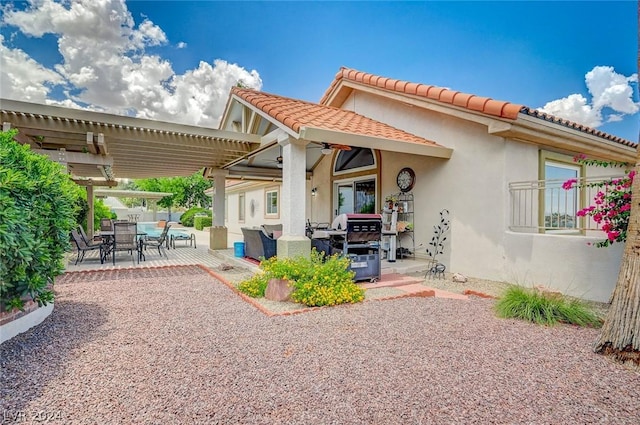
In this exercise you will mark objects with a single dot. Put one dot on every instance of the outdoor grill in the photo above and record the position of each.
(360, 242)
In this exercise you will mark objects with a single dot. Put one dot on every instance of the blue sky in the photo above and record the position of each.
(575, 59)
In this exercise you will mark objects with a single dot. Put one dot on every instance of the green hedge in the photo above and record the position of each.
(200, 222)
(187, 217)
(38, 203)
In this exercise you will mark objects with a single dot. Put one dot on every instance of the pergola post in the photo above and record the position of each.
(218, 231)
(293, 241)
(91, 212)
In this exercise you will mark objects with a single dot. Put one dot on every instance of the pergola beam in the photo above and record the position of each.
(67, 157)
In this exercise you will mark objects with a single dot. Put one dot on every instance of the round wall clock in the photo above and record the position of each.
(406, 179)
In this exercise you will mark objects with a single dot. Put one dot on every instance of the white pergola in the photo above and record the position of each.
(97, 148)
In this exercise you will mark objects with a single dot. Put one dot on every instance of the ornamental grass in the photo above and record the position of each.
(544, 309)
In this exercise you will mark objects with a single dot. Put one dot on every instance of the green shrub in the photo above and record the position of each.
(38, 203)
(201, 222)
(546, 309)
(316, 280)
(187, 217)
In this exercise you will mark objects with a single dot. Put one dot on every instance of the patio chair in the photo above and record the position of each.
(106, 224)
(83, 247)
(124, 239)
(97, 239)
(157, 241)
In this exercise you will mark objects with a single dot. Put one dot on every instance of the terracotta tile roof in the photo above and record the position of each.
(576, 126)
(296, 114)
(484, 105)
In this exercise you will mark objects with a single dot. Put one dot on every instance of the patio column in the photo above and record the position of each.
(218, 232)
(293, 241)
(91, 212)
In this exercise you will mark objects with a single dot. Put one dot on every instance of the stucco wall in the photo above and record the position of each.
(473, 186)
(256, 194)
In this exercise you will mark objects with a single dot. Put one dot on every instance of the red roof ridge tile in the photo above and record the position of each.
(295, 114)
(486, 105)
(503, 110)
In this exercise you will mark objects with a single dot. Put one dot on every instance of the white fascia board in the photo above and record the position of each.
(320, 135)
(535, 130)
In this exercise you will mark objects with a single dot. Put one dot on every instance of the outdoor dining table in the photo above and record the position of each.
(107, 235)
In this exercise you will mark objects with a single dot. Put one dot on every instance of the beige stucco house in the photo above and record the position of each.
(491, 164)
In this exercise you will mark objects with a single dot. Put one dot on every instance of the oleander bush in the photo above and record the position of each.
(38, 204)
(187, 218)
(317, 280)
(545, 309)
(200, 222)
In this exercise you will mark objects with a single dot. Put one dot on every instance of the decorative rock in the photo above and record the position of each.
(459, 277)
(278, 290)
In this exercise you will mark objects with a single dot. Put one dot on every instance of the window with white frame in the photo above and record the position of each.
(559, 204)
(241, 202)
(272, 202)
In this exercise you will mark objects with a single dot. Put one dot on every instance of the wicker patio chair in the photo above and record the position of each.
(157, 241)
(124, 239)
(83, 247)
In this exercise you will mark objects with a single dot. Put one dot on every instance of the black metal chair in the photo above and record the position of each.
(83, 247)
(157, 241)
(125, 239)
(96, 239)
(106, 224)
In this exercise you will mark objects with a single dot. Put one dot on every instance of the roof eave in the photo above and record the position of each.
(533, 130)
(321, 135)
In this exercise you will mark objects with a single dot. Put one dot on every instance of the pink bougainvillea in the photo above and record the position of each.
(612, 204)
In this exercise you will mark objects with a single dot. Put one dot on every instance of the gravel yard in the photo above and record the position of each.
(176, 346)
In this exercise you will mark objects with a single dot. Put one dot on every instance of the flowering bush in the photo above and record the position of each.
(612, 203)
(316, 280)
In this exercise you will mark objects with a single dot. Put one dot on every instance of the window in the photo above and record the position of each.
(559, 206)
(354, 158)
(356, 196)
(241, 199)
(271, 203)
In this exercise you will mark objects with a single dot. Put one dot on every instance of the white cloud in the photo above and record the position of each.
(104, 65)
(611, 99)
(23, 78)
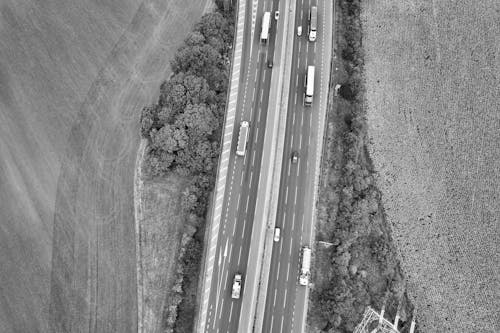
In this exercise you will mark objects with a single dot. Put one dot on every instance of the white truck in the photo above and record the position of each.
(305, 266)
(266, 22)
(243, 138)
(313, 22)
(236, 287)
(308, 96)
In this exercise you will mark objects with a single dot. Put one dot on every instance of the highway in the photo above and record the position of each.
(243, 173)
(286, 300)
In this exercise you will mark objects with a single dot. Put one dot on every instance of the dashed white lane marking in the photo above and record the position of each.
(286, 194)
(231, 311)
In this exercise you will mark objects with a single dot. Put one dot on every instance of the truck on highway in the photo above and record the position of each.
(242, 138)
(313, 22)
(305, 266)
(308, 96)
(236, 286)
(266, 22)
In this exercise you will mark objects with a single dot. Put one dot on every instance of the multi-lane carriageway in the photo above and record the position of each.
(286, 304)
(243, 174)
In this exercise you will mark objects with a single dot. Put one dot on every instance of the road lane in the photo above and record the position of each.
(223, 310)
(297, 181)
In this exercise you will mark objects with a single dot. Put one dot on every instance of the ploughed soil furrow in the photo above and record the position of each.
(93, 280)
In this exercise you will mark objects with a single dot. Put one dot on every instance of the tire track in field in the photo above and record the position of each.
(93, 278)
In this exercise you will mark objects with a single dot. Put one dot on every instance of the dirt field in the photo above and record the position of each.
(161, 227)
(434, 122)
(73, 76)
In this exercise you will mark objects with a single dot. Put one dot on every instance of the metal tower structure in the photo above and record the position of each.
(374, 322)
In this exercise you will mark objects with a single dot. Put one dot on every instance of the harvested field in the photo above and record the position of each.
(161, 224)
(434, 124)
(73, 76)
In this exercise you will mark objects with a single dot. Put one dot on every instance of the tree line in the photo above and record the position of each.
(183, 129)
(364, 269)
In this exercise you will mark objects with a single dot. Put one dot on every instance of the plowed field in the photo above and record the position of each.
(73, 77)
(432, 75)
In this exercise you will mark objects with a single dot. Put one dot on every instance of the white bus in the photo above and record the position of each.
(243, 138)
(313, 22)
(266, 22)
(305, 268)
(308, 96)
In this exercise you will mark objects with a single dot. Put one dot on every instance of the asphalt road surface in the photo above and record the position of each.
(243, 174)
(286, 299)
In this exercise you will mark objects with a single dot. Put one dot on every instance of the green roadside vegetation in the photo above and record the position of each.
(355, 262)
(183, 130)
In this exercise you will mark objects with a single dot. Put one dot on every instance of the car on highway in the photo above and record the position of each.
(277, 233)
(236, 286)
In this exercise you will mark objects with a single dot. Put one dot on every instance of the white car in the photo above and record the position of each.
(236, 286)
(277, 233)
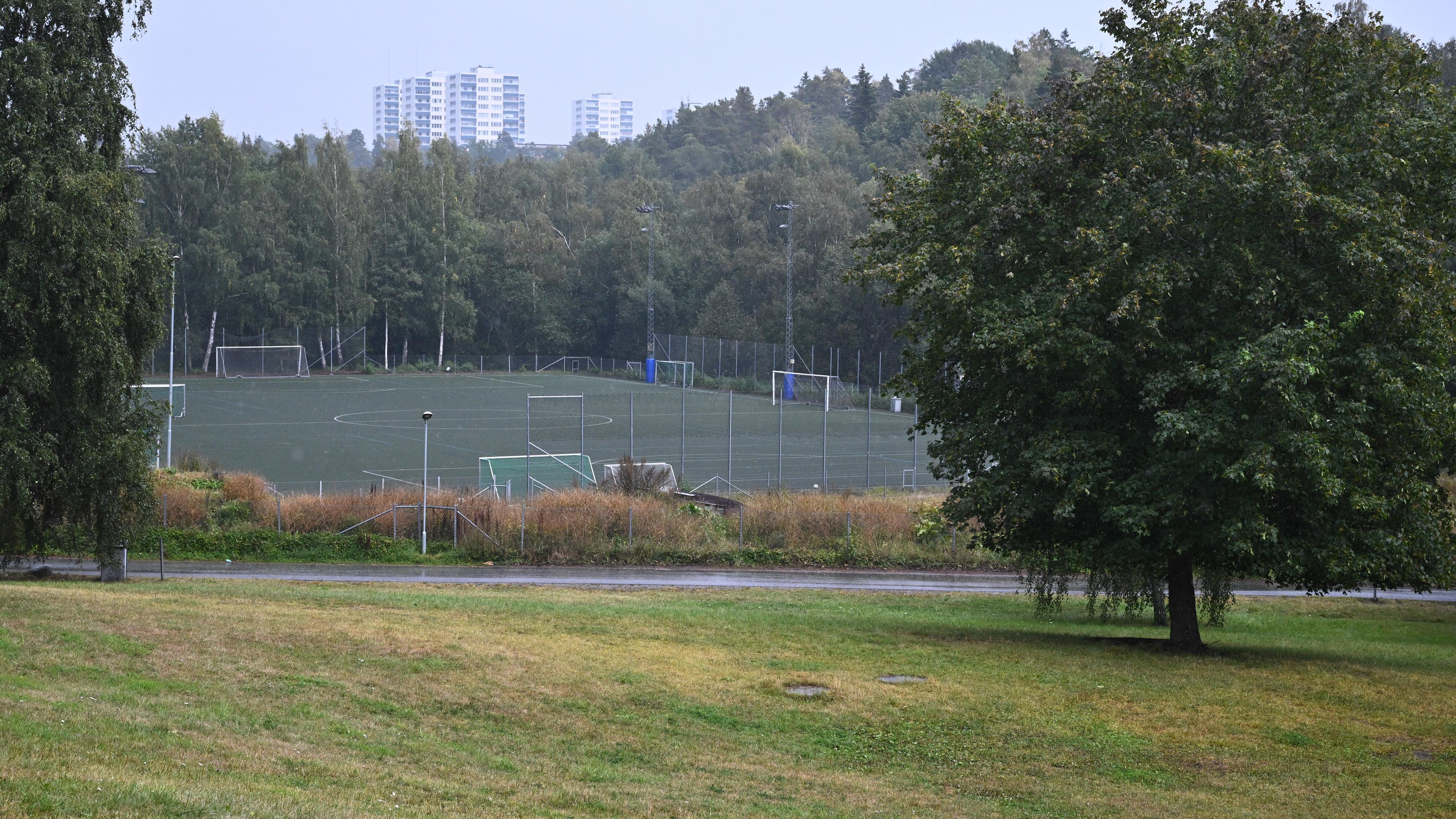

------------------------------------------------

> [Stated exercise]: Rewrite all of these lines with "single dot" replaced by "single point" wherever it occurs, leaving everything else unchanged. Omit the pictures from your answer.

> [Output below]:
In this exercise you will mark objects with a single point. Put one dot on every instance of the outdoor grill in the photo above and record the position of each.
(360, 242)
In this exercise you will mark objects with a single point. Put one dot on every instance of the blue sky in the photo above and record the position of each.
(575, 59)
In this exercise you will mark objects with a single point. Put one dot on every instance of the green hedge in the photo above and record the position of each.
(200, 222)
(187, 217)
(38, 203)
In this exercise you will mark objects with a single point. Put one dot on every instance of the pergola post in the photo above and record the position of each.
(218, 231)
(293, 241)
(91, 212)
In this exercise you will mark objects with a single point. Put one dot on every instance of the pergola beam in the photo above and record the position of each.
(67, 157)
In this exercise you will mark objects with a single point. Put one dot on every instance of the round wall clock in the photo above and record the position of each.
(406, 179)
In this exercise you will mark objects with a single point. Put one dot on every instance of the white pergola in the photo above and record the position of each.
(97, 148)
In this exercise you will mark objects with a single point. Put one dot on every instance of the ornamental grass in the photo above and record the position of each.
(544, 309)
In this exercise you will mark objects with a single point. Put one dot on every instance of the green shrub in the photo above and record the position of each.
(38, 203)
(201, 222)
(546, 309)
(316, 280)
(187, 217)
In this exercise you will mark objects with a single point. Put one dot on every instance of the patio chair in the photo above and record the position of each.
(106, 224)
(83, 247)
(124, 239)
(97, 239)
(157, 241)
In this exercise you will mark objects with a single point. Put one dot on every instance of the terracotta tile roof in the photo above and record the position of each.
(576, 126)
(296, 114)
(484, 105)
In this exercise you will mark objects with a single point. Put one dot on every instance of the patio column in the photo above and record the position of each.
(218, 232)
(293, 241)
(91, 212)
In this exercise you will mark objects with a single point. Put one dot on every instance of the stucco wall in the photo above and record the position of each.
(473, 186)
(256, 194)
In this exercise you will mark objects with a single point. Put one dot on every instance of the red roof ridge tile in the photo above and record the position of each.
(295, 114)
(486, 105)
(503, 110)
In this exercise you will mark objects with a single point. Put one dot on every instance of the white fascia board in the photo above and record the position of each.
(320, 135)
(535, 130)
In this exercise you will mark objects with a single point. Put one dot on every instance of the outdoor dining table in the photo above and record the position of each.
(107, 235)
In this exercise you will mark objects with a single point. Put one dot on every instance of the beige stucco house in the photo above and record the position of each.
(491, 164)
In this exercise you will mark objects with a single point. Put one dot on every instance of the oleander bush in the photo above and record the position of each.
(38, 204)
(187, 218)
(317, 280)
(545, 309)
(200, 222)
In this exercise you will mark objects with a single point. Put one dot on every instance of the decorative rock in the photo above and record the position of each.
(459, 277)
(278, 290)
In this exercise you will mark objects with a single point. Put one dot on every instance of the window with white frame in the photo above and record the position of each.
(559, 204)
(241, 202)
(272, 202)
In this exercise you will mark objects with a single point. Put one dot on every instance of the wicker patio chair in the photo above and record the position of each.
(157, 241)
(124, 239)
(83, 247)
In this exercise you will mark objects with a single point. Put one dot on every instance of the black metal chair in the photo above and record the position of each.
(83, 247)
(157, 241)
(125, 239)
(96, 239)
(106, 224)
In this exercise you will mark objects with a single point. Put one dot on every instance of the roof eave in the photo above and record the position of each.
(533, 130)
(321, 135)
In this exercise you will mark objects with a single point. Put one dot on every instance of the pink bougainvillea in the photo above and record the position of each.
(612, 204)
In this exercise you will mark objects with a single point. Put one dot on every instance of the gravel yard in the photo above and record the position of each.
(176, 346)
In this exercise you will mark objects with a single point. Put one dot on every instance of the flowering bush in the photo above and record the position of each.
(612, 203)
(316, 280)
In this exercise you will mark objects with a single point. Put one dot on every instance of the window in the photo above and record the position of each.
(559, 206)
(354, 158)
(356, 196)
(241, 199)
(271, 203)
In this exercise you will mark objects with a single point. Put one dot on every instance of the white cloud in the photo above and record the position of each.
(104, 65)
(611, 99)
(23, 78)
In this exercise you will mark objects with a single point. Put one dot on every instance of the white truck in the photo above and record the position of each.
(305, 266)
(266, 22)
(243, 138)
(313, 22)
(236, 287)
(308, 96)
In this exercise you will mark objects with a single point. Put one dot on every instance of the highway in the photo above and record the position of each.
(243, 173)
(286, 300)
In this exercise you will mark objects with a single point. Put one dot on every instance of the dashed white lane marking in the photo above and record the position of each.
(286, 194)
(231, 311)
In this exercise you will mark objects with a single point. Put one dot on every instance of the truck on highway in the photo above and record the position of each.
(242, 138)
(313, 22)
(305, 266)
(308, 96)
(236, 286)
(266, 22)
In this exercise you will mark objects with a single point. Put one dot on every instance of the multi-lane carriageway in the photo above and record the position of each.
(286, 304)
(243, 174)
In this exercise you will mark objects with a single point. Put one dot on every instance of the road lane in the photo above and record the position of each.
(223, 310)
(297, 181)
In this exercise you will mark objects with a single point. Put one dot on every instance of the ploughed soil furrow in the photo above and record the position of each.
(93, 280)
In this exercise you will mark objects with a single point. Put one dot on every instance of the tire track in field in the photo above and record the position of each.
(93, 278)
In this exercise you will mark objects with a single point. Put one dot on every instance of the dirt field in the photo above and record the position of each.
(161, 227)
(434, 122)
(73, 76)
In this exercise you will mark objects with a single point. Put one dot on every instance of the metal tower structure in the photo above and record the position of each.
(374, 322)
In this exercise you will mark objects with a single point. Put one dot on every instance of the harvested field in the photo above and record the position of each.
(161, 224)
(434, 124)
(73, 76)
In this exercise you will mark objects with a single point. Put one dot on every instance of the tree line in the photo above and record the position of each.
(183, 129)
(364, 269)
In this exercise you will mark objects with a single point. Put one dot on every instance of the plowed field in the photo above and record the position of each.
(73, 77)
(432, 75)
In this exercise you will mark objects with a single point. Put one dot on every instance of the white bus in the photo above and record the position of each.
(243, 138)
(313, 22)
(266, 22)
(305, 268)
(308, 96)
In this exercise you will mark objects with a single point. Put one dot on every instance of the asphalt road surface in the photo above and record the position of each.
(243, 174)
(286, 299)
In this exercise you will mark objects with a single point. Put one dot on every instance of the green roadside vegetation in the photo above and record the position of each.
(355, 262)
(183, 130)
In this exercise you will mark objects with a single point. Put one dot on every instance of the car on highway in the photo above and record the position of each.
(277, 233)
(236, 286)
In this exercise you will mark objects with a single point. Put one dot on every instance of the white car in the photo above and record the position of each.
(236, 286)
(277, 233)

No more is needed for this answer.